┌─ Entries supplied

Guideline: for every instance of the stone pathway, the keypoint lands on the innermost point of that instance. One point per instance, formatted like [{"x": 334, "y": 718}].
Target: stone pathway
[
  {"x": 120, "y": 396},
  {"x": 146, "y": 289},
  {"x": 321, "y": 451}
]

└─

_Aim_: Please copy every line of the records above without changing anything.

_Result for this task_:
Guideline: for every instance of the stone pathway, the keypoint lands on the innermost point of that instance. One point per instance, formatted like [{"x": 334, "y": 718}].
Target: stone pathway
[
  {"x": 120, "y": 396},
  {"x": 146, "y": 289},
  {"x": 321, "y": 451}
]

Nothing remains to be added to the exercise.